_Exercise_.
Quote the items below word for word, but leave the pictures out of your answer.

Part of a data file:
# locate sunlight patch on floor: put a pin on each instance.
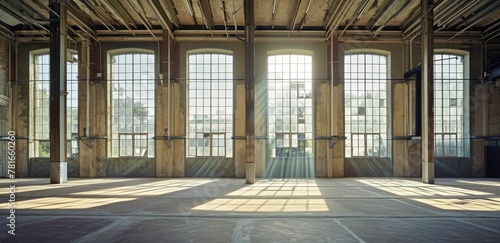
(275, 195)
(486, 204)
(147, 189)
(65, 203)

_Answer_.
# locate sunlight patch on floor: put a pin on each instance.
(275, 195)
(486, 204)
(147, 189)
(65, 203)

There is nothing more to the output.